### Given request
Transcribe verbatim everything in the material below from the line containing "1. Examine the image provided above and locate the leafy" down to the line containing "[48,16,64,41]", including both of those lines. Output only that span.

<<<<

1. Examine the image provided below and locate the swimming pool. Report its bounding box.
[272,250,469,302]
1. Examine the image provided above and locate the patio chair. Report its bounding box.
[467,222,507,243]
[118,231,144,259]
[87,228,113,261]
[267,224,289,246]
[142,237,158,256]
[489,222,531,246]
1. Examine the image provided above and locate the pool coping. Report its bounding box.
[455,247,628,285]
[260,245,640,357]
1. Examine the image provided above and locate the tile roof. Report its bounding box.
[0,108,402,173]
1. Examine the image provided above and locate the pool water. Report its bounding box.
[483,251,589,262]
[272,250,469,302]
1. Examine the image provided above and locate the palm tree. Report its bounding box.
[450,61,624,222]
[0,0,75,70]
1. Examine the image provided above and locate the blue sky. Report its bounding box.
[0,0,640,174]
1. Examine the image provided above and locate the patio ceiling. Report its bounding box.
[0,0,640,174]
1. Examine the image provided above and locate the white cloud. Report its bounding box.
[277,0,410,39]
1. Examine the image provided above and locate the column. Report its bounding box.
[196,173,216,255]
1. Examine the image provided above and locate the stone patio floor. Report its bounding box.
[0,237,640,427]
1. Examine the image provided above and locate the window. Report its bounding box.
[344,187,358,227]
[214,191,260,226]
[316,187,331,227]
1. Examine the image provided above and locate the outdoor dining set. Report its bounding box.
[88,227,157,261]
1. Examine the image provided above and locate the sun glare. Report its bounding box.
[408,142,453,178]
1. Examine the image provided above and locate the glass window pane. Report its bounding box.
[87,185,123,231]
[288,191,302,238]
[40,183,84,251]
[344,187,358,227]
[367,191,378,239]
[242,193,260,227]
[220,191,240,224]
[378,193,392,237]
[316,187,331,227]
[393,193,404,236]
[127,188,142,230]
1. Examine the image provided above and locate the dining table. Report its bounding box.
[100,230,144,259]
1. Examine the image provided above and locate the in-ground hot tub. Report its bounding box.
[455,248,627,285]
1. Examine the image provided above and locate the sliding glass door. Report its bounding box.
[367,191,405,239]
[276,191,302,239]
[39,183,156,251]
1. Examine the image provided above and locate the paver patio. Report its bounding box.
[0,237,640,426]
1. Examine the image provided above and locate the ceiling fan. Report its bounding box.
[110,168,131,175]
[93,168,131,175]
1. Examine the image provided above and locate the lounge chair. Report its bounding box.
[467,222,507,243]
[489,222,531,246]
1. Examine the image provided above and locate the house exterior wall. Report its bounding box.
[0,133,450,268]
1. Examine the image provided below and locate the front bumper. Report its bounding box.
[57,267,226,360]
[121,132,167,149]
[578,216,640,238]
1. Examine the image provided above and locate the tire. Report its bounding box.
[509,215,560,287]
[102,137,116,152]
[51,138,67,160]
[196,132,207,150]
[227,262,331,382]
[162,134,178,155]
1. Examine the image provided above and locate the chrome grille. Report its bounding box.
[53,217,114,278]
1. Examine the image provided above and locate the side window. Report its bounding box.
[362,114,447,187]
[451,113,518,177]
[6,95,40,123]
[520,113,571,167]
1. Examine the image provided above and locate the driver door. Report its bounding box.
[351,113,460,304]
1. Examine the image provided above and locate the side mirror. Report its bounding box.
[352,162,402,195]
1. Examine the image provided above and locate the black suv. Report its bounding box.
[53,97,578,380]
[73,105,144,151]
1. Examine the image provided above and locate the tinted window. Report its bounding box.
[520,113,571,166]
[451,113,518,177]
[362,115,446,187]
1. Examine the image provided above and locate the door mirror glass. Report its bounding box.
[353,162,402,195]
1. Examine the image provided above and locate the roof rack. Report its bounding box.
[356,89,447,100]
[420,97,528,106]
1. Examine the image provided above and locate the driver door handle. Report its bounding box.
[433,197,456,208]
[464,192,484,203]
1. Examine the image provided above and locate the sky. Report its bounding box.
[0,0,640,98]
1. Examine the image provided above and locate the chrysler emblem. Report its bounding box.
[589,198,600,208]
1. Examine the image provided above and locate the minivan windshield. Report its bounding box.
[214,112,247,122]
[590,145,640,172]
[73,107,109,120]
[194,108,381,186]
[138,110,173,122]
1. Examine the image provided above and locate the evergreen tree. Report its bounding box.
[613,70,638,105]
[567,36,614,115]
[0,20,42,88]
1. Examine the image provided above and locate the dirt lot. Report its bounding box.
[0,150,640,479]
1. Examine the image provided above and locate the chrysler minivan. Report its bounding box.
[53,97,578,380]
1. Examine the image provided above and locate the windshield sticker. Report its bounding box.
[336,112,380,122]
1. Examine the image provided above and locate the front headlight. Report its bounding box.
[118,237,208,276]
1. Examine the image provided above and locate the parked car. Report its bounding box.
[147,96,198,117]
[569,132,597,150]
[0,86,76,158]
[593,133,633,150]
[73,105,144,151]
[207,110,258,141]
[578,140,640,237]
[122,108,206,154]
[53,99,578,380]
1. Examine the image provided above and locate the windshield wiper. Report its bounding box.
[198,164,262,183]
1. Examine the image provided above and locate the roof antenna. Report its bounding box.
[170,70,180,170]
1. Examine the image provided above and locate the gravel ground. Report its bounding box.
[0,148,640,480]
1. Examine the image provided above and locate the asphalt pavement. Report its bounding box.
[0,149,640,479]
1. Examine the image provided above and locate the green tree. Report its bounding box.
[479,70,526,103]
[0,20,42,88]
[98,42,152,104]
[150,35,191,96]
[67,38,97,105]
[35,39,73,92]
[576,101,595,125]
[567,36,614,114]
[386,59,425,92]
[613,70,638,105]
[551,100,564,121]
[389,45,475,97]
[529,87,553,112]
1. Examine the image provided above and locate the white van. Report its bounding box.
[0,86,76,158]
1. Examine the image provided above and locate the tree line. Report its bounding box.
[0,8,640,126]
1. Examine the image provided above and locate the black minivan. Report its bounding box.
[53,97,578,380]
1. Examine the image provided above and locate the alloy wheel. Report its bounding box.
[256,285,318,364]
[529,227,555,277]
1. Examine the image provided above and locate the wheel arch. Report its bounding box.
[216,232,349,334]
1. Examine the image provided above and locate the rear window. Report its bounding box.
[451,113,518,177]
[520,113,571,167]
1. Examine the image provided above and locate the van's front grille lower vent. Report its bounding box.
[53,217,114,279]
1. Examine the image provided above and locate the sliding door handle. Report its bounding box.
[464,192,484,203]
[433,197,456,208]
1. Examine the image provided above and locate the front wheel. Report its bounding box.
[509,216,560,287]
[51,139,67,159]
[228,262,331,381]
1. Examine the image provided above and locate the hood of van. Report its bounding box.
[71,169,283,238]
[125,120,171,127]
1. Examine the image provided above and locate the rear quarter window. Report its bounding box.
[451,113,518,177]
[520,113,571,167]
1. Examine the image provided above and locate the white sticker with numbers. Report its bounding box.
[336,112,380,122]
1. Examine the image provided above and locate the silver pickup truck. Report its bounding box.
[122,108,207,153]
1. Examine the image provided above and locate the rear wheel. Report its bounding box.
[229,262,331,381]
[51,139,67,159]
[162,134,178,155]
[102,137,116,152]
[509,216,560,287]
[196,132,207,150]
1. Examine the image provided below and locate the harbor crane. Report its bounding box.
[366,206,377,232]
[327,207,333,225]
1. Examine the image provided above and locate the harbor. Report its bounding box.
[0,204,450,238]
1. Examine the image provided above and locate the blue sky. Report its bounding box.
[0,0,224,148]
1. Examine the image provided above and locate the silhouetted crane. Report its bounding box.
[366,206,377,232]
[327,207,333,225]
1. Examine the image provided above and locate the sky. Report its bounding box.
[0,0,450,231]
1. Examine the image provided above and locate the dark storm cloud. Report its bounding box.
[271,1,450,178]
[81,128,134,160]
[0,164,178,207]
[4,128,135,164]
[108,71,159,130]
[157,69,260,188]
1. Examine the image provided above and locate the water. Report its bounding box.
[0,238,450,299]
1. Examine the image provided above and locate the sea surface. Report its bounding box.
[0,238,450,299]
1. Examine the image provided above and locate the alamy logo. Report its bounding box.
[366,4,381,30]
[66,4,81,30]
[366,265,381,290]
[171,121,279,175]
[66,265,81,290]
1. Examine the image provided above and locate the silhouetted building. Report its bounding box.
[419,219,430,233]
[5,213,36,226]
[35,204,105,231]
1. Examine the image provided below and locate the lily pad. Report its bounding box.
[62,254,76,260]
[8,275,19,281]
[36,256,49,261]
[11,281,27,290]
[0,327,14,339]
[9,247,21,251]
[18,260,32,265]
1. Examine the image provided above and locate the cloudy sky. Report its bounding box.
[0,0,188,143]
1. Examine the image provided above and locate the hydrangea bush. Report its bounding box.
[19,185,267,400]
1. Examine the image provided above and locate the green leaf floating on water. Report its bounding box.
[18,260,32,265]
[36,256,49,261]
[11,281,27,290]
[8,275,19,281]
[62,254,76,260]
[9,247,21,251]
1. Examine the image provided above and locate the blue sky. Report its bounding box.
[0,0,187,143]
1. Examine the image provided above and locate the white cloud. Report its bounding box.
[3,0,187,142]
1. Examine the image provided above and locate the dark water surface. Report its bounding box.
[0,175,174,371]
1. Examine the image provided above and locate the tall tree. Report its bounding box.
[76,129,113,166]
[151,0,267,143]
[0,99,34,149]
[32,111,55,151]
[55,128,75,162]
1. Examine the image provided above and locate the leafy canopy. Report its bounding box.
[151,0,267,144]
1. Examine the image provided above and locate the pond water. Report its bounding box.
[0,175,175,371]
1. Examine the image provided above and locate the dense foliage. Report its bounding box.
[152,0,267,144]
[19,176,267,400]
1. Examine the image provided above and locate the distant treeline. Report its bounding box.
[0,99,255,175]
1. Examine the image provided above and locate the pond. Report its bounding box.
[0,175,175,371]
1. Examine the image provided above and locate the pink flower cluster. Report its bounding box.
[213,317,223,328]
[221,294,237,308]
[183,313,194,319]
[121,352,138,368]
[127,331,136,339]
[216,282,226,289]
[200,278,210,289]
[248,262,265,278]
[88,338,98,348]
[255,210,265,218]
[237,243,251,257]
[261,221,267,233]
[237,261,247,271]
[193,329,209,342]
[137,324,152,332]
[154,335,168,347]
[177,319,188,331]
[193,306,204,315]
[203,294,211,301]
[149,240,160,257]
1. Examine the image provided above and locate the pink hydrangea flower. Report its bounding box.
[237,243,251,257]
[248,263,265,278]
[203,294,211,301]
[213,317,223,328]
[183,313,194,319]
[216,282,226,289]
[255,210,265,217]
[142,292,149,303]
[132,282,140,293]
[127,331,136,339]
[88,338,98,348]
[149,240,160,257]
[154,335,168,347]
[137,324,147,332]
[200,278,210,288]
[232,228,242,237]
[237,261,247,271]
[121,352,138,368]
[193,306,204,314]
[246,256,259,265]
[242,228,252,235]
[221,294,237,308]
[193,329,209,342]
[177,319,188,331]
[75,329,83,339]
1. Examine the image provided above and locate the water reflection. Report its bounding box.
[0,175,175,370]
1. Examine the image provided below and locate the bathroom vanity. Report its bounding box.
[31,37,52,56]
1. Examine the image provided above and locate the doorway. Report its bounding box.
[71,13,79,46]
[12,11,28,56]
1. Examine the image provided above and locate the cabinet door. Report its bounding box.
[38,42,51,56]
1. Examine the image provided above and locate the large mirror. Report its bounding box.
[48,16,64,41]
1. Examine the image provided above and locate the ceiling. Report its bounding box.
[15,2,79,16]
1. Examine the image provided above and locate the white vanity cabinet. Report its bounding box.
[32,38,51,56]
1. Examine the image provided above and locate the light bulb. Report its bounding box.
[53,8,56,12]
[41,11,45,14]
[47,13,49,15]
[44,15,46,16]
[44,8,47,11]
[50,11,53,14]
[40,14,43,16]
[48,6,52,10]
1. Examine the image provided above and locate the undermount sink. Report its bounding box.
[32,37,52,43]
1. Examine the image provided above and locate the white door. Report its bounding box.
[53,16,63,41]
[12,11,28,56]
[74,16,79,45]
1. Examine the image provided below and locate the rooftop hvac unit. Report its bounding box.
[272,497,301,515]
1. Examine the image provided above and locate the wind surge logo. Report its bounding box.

>>>>

### Result of this exercise
1. Examine the image provided above and locate the leafy canopy. Report its bounding box.
[151,0,267,144]
1. Examine the image provided above and locate the pond water. Report its bounding box.
[0,175,175,371]
1. Examine the image provided above and locate the dense foliage. Report its bounding box.
[152,0,267,144]
[19,176,267,400]
1. Examine the image provided above and locate the distant treeline. Report its bounding box.
[0,99,255,175]
1. Examine the image provided above and locate the pond. Report its bounding box.
[0,175,175,371]
1. Examine the image provided above and locate the pink flower cluster. Report its bounding box.
[213,317,223,328]
[221,294,237,308]
[183,313,194,319]
[121,352,138,368]
[127,331,136,339]
[216,282,226,289]
[200,278,210,289]
[248,262,265,278]
[88,338,98,348]
[255,210,265,218]
[237,243,251,257]
[261,221,267,233]
[237,261,247,271]
[193,329,209,342]
[137,324,152,332]
[154,335,168,347]
[177,319,188,331]
[193,306,204,315]
[203,294,211,301]
[149,240,160,257]
1. Examine the image provided above and locate the pink hydrangea flower. Report its bounding box.
[237,243,251,257]
[248,263,265,278]
[203,294,211,301]
[213,317,223,328]
[183,313,194,319]
[216,282,226,289]
[255,210,265,217]
[142,292,149,303]
[132,282,140,293]
[127,331,136,339]
[88,338,98,348]
[149,240,160,257]
[154,335,168,347]
[137,324,147,332]
[200,278,210,288]
[232,228,242,237]
[237,261,247,271]
[121,352,138,368]
[193,306,204,314]
[246,256,259,265]
[242,228,252,235]
[221,294,237,308]
[193,329,209,342]
[177,319,188,331]
[75,329,83,339]
1. Examine the image provided above and locate the water reflection. Report its bounding box.
[0,175,175,370]
1. Examine the image provided below and locate the bathroom vanity. Report its bounding box.
[31,37,52,56]
1. Examine the image provided above and locate the doorway. Report its bounding box.
[71,13,79,46]
[12,11,28,56]
1. Examine the image provided above and locate the cabinet door. Report its bounding box.
[38,42,51,56]
1. Examine the image provided above and locate the large mirror. Report its bounding box.
[48,16,64,41]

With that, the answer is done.